• _AUFGABE_:
Zitiere den folgenden Textabschnitt über das Bestellerprinzip in Österreich vollständig und Wort für Wort.

• _TEXTABSCHNITT_:
================

Es waren vorderhand positive Reaktionen, die den finalen Beschluss, das Bestellerprinzip nun denn auch in Österreich anzuwenden, begleitet haben. Immerhin, und das ist die gute Nachricht, fallen ab 1. Juli 2023 für all jene, die eine Immobilie zur Miete suchen, ohne jemanden mit der Suche beauftragt zu haben, die Maklerprovisionen weg – diese betrugen seit 2010 ein Maximum von zwei Bruttomonatsmieten. Künftig zahlt nämlich nur noch der, der anschafft – sprich: ein Vermieter oder Eigentümer, der eine Wohnung vermieten will oder ein:e Wohnungssuchende:r, der/die Makler:innen im Zuge eines Suchauftrags betraut.

================

• _DATENZEILEN_:
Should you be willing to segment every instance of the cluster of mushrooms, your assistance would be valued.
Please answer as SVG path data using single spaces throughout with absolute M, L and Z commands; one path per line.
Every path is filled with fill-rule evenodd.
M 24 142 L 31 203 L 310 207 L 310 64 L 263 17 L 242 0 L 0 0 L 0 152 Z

================

• _LÖSUNG_:
Es waren vorderhand positive Reaktionen, die den finalen Beschluss, das Bestellerprinzip nun denn auch in Österreich anzuwenden, begleitet haben. Immerhin, und das ist die gute Nachricht, fallen ab 1. Juli 2023 für all jene, die eine Immobilie zur Miete suchen, ohne jemanden mit der Suche beauftragt zu haben, die Maklerprovisionen weg – diese betrugen seit 2010 ein Maximum von zwei Bruttomonatsmieten. Künftig zahlt nämlich nur noch der, der anschafft – sprich: ein Vermieter oder Eigentümer, der eine Wohnung vermieten will oder ein:e Wohnungssuchende:r, der/die Makler:innen im Zuge eines Suchauftrags betraut.